> [Set exercise]
Duplicate the stretch of the patch thread from "On Thu, May 24, 2018 at 5:41" through "make it better." word for word.

> [Passage]
━━━━━━
Re: [PATCH RFC 05/24] Revert "drm: Nerf the preclose callback for modern drivers"

Qiang Yu <yuq825@xxxxxxxxx> · Thu, 24 May 2018 20:54:28 +0800

On Thu, May 24, 2018 at 5:41 PM, Christian König
<christian.koenig@xxxxxxx> wrote:
> Am 24.05.2018 um 11:24 schrieb Qiang Yu:
>>
>> On Thu, May 24, 2018 at 2:46 PM, Christian König
>> <christian.koenig@xxxxxxx> wrote:
>> [SNIP]
>>>
>>> Because of this we have a separate tracking in amdgpu so that we not only
>>> know who is using which BO, who is using which VM.
>>
>> amdgpu's VM implementation seems too complicated for this simple mali GPU,
>> but I may investigate it more to see if I can make it better.
>
>
> Yeah, completely agree.
>
> The VM handling in amdgpu is really complicated because we had to tune it
> for multiple use cases. E.g. partial resident textures, delayed updates etc
> etc....
>
> But you should at least be able to take the lessons learned we had with that
> VM code and not make the same mistakes again.
>
>>> We intentionally removed the preclose callback to prevent certain use
>>> cases,
>>> bringing it back to allow your use case looks rather fishy to me.
━━━━━━
(Region labeling records)
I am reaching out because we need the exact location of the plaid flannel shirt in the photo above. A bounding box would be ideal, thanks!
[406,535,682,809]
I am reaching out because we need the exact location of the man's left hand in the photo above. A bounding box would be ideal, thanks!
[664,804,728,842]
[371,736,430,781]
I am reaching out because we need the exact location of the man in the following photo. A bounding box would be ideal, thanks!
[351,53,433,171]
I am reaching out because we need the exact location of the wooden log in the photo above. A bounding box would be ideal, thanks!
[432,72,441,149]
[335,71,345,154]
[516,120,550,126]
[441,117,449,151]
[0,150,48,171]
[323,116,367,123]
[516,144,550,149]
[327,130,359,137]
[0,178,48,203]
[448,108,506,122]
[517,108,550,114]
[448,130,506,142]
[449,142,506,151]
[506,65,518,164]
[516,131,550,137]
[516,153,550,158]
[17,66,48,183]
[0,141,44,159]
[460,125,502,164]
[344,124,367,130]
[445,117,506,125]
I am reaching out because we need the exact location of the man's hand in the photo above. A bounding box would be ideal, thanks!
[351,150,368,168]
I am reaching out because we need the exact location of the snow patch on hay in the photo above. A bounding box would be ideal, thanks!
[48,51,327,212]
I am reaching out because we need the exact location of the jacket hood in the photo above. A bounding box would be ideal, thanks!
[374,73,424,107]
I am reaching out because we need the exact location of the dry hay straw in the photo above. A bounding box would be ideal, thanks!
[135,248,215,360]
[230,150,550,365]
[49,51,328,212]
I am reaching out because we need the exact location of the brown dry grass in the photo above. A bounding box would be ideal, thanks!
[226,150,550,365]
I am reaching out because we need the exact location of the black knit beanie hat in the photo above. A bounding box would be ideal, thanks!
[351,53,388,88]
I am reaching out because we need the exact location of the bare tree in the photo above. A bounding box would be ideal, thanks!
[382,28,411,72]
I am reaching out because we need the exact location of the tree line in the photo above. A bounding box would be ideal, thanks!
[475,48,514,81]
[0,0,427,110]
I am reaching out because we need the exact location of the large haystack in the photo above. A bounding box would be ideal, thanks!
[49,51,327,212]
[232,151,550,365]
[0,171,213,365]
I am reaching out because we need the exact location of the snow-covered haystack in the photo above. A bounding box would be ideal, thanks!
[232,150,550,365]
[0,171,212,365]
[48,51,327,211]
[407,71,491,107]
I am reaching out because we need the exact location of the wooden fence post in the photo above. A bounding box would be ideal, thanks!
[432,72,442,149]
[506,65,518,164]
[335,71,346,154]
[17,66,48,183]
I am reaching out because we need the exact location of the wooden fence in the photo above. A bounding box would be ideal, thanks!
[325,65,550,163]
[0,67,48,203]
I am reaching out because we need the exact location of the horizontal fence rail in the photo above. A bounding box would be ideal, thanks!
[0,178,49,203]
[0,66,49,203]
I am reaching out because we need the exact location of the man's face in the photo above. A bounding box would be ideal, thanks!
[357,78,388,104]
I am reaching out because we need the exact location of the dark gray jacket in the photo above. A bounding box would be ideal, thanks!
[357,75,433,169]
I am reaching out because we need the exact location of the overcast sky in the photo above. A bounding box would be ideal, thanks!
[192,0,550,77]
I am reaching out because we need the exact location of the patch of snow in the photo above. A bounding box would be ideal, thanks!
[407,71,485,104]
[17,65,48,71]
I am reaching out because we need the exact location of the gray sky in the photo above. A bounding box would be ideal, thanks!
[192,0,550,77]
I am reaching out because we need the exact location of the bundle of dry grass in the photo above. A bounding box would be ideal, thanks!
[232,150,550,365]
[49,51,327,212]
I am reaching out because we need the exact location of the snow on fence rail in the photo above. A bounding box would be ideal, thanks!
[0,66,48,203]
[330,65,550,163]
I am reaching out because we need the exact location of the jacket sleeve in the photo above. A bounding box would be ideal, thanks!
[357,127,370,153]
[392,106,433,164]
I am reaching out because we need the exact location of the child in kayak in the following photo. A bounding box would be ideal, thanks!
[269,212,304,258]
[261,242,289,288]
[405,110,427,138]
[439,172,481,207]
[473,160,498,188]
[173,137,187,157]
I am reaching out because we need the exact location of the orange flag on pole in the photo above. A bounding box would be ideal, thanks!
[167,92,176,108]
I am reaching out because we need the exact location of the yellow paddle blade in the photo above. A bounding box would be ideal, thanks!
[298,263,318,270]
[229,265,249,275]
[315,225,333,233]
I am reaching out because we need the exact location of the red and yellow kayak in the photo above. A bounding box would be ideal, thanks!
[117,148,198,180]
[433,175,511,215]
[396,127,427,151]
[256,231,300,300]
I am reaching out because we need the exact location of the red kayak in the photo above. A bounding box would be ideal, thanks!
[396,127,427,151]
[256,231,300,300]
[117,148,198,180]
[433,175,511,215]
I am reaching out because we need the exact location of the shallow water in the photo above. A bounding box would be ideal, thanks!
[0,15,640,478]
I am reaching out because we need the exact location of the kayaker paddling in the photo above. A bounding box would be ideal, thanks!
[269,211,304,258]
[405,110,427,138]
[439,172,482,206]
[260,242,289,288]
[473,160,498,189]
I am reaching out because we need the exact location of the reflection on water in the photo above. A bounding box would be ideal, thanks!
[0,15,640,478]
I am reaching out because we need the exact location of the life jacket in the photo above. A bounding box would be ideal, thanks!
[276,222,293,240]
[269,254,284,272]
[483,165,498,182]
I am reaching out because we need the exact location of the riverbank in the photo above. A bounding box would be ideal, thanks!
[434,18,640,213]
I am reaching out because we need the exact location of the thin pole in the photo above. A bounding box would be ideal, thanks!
━━━━━━
> [Task response]
On Thu, May 24, 2018 at 5:41 PM, Christian König
<christian.koenig@xxxxxxx> wrote:
> Am 24.05.2018 um 11:24 schrieb Qiang Yu:
>>
>> On Thu, May 24, 2018 at 2:46 PM, Christian König
>> <christian.koenig@xxxxxxx> wrote:
>> [SNIP]
>>>
>>> Because of this we have a separate tracking in amdgpu so that we not only
>>> know who is using which BO, who is using which VM.
>>
>> amdgpu's VM implementation seems too complicated for this simple mali GPU,
>> but I may investigate it more to see if I can make it better.